**What to do:** Each record should be output exactly, with every character kept.

**Information provided:**
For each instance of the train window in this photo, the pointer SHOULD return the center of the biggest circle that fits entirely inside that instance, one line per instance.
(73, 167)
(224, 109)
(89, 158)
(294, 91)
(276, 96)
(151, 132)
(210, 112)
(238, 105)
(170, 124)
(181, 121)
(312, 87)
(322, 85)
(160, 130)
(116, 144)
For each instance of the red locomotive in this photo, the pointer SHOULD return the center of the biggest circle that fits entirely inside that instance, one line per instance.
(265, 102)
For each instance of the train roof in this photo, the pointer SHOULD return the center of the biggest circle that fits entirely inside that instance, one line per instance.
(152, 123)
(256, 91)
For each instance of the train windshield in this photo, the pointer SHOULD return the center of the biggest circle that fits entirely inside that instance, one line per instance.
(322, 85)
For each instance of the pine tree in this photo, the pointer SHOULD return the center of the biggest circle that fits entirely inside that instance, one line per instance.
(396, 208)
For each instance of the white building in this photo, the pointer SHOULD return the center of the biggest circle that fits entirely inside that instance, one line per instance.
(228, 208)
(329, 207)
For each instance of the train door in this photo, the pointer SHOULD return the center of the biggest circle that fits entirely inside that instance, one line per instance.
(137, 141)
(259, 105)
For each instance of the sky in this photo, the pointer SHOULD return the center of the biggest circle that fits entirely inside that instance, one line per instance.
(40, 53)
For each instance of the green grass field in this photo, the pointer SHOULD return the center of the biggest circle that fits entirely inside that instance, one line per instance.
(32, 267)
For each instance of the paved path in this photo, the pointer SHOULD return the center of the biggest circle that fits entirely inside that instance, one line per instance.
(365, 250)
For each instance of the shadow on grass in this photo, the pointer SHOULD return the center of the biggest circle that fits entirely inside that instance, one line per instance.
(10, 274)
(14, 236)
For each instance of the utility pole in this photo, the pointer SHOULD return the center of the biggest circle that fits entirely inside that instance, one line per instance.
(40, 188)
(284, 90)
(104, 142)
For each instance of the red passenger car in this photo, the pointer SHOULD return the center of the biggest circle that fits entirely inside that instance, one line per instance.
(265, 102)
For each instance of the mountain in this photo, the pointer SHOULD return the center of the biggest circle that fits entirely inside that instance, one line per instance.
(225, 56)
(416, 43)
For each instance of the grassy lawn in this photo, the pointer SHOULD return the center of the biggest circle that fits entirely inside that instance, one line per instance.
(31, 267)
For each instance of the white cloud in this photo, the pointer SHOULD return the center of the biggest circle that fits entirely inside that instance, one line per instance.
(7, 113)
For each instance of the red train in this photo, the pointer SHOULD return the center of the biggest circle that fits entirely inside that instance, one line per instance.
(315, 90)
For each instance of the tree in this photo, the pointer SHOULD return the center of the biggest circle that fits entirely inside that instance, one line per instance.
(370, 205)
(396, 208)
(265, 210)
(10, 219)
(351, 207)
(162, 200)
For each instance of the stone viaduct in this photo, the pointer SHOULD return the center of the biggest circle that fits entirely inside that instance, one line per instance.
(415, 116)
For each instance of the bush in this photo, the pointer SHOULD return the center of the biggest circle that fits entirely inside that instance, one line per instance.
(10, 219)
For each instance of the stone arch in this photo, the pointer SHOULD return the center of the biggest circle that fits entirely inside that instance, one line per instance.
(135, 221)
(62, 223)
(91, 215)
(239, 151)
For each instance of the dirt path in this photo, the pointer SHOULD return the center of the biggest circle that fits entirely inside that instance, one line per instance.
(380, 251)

**Response:**
For each instance of the train window in this photo, the pointer SHOULD return the center of the biggest circle that fits entirely inside that instance, one line per instance.
(73, 167)
(224, 109)
(89, 158)
(294, 91)
(276, 96)
(151, 132)
(210, 112)
(238, 105)
(170, 124)
(181, 121)
(312, 87)
(322, 85)
(160, 130)
(116, 144)
For each instance of the red locomotive in this photo, the pointer SHOULD return the center of the biggest circle that fits entirely inside that instance, one line per instance.
(265, 102)
For each instance of the train roof in this photo, the pointer SHOULD return the center of the biggest circle that fits entirely inside that instance, one line per instance.
(152, 123)
(256, 91)
For each instance of the train windshield in this photo, the pointer SHOULD return the center of the biggest circle that fits entirely inside that instance, one line per instance.
(322, 85)
For each instance of the pine tree in this photo, the pointer SHOULD return the center of the biggest circle that fits entirely inside that instance, one line per instance.
(396, 208)
For each instance of the white building in this photo, the pointer SHOULD return the center of the biggest circle that fits entirely inside that instance, one line per instance.
(228, 208)
(329, 207)
For each instance of the train door in this photo, the pointer SHOULD return the center of the biggest circle that fits entirely inside that instance, one line per instance.
(137, 141)
(259, 105)
For each instance of the sky in this photo, the pointer SHOULD return the center of the biggest circle that fits entirely inside that instance, one line per instance.
(40, 53)
For each instance of the green grass field in this photo, the pointer SHOULD return the center of the biggest circle that fits entirely inside that instance, one line per instance.
(32, 267)
For each instance of the paved path in this photo, the pointer SHOULD return the center of the biggest circle that fits entirely inside that instance, one line per instance.
(365, 250)
For each instance of the shadow on grass in this photo, the pointer SHOULD return the center of the biggest circle that fits entirely inside that instance, one line per instance.
(10, 274)
(14, 236)
For each instance of the utility pole in this photo, the pointer SHOULD return the center of the biggest circle that fits entirely inside that instance, one line per instance.
(40, 188)
(284, 90)
(104, 142)
For each instance of the red passenger car in this photo, the pointer SHOULD return the center of the biggest circle that fits entirely inside that instance, one line per instance.
(265, 102)
For each instance of the mountain in this photo, the pointer SHOULD return the center of the biggest circle that fits entirely inside that instance, one line per instance.
(225, 56)
(416, 43)
For each instance of the grassy lawn in this photo, the pointer SHOULD return the center of the biggest circle that fits entirely inside that instance, one line per instance.
(31, 267)
For each instance of the white cloud in this photo, the pointer SHOULD return the center of the biggest circle that fits entirely inside that instance, one line per instance.
(7, 113)
For each instance of the red train in this photo, the pointer SHOULD return the center of the biggest circle that fits entirely inside that instance, one line per instance.
(315, 90)
For each instance of the tree in this photo, the pointer SHOULD return the center of the biggest circle that fits entirely inside that instance, one line per instance.
(370, 205)
(396, 208)
(265, 210)
(10, 219)
(351, 207)
(162, 200)
For each instance of the stone viaduct in this photo, the pointer SHOULD return the center of the biggest circle that fits entirely inside that instance, one line per instance.
(415, 116)
For each instance of the bush in this photo, the pointer SHOULD return the center of the biggest circle that fits entirely inside that instance, one line per instance.
(10, 219)
For each instance of the stone arch in this photo, the pointer SHOULD return the center of the biggest circle that fits entirely inside that instance, one line per instance.
(135, 221)
(62, 223)
(91, 215)
(239, 151)
For each instance of the dirt path in this photo, the pointer SHOULD return the center of the biggest circle that fits entirely inside that instance, one line per instance.
(380, 251)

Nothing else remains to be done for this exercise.